• [SOURCE PASSAGE]
##############################

How quickly the mood swings from gloom to reckless cheeriness. One moment we can't get anything right and it's tough to tie our own shoelaces. The next moment there's an extraordinary level of bullish confidence in the air.
And why not? The stock market has soared almost 2000 points in the last five months.
Foreign reserves have zoomed to $100 billion -- an undreamt of figure when Manmohan Singh launched his reformist budget back in 1991 and India was faced with the spectre of bankruptcy. Indian corporations have become world-beaters, snapping up companies from the Philippines to Romania.
A year ago some industry observers said the Golden Age of Indian software was behind it. Yes, the companies were hiring at an amazing speed and their growth prospects seemed enormous.
Nevertheless, many believed that customers were getting smarter and more tight-fisted. Therefore, profit levels would have to fall.
Those experts have been proved wrong. Indian software companies are growing at stupendous rates and their profits are still rising. And, as for the BPO sector, it is growing at a faster clip than its own stalwarts had predicted a year ago.
The prospects for growth in the BPO sector are so gigantic that nobody even dares to put a figure on it. Some BPO companies say their only constraint is getting people for junior and middle-level jobs.
How different it was exactly a year ago. At that time, India had stepped back from the brink of a nuclear war. The troops were still on high alert and eyeballing each other on the border.
The economic scenario seemed filled with gloom even though there were glimmerings of hope from the BPO and software industry.
Some time during the year the clouds lifted. The software industry began hiring once again and the BPO industry belted into the really fast track. And, suddenly, hey presto, Indian industry couldn't put a foot wrong.

##############################

According to the passage on India's economic mood, why did many observers a year earlier expect Indian software profit levels to fall? Answer in one to three sentences.

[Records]
##############################

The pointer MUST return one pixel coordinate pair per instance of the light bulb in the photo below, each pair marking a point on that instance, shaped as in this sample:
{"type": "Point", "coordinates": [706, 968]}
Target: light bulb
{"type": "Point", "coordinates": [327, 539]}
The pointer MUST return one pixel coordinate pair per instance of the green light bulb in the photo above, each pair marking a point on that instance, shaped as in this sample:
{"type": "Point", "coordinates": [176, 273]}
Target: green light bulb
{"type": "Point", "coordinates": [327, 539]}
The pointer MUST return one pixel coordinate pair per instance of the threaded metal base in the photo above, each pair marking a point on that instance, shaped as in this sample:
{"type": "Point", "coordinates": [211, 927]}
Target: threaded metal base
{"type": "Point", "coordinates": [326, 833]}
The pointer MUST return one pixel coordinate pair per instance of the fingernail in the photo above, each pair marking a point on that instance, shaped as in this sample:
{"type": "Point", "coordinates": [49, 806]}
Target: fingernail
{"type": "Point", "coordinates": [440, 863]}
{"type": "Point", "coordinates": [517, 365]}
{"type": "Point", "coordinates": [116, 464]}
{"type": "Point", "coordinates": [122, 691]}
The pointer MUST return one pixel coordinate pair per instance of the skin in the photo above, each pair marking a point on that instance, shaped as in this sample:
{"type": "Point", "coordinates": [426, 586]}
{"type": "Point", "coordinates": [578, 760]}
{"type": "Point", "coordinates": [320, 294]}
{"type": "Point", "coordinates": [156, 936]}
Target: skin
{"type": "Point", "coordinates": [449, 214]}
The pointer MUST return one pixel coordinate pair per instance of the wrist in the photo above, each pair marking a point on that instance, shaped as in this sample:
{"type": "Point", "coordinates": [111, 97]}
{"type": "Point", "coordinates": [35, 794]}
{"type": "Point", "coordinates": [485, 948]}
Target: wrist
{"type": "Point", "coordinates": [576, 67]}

##############################

• [SOLUTION TO THE PROBLEM] Many believed that customers were getting smarter and more tight-fisted. Because of that, they concluded that the software companies' profit levels would have to fall.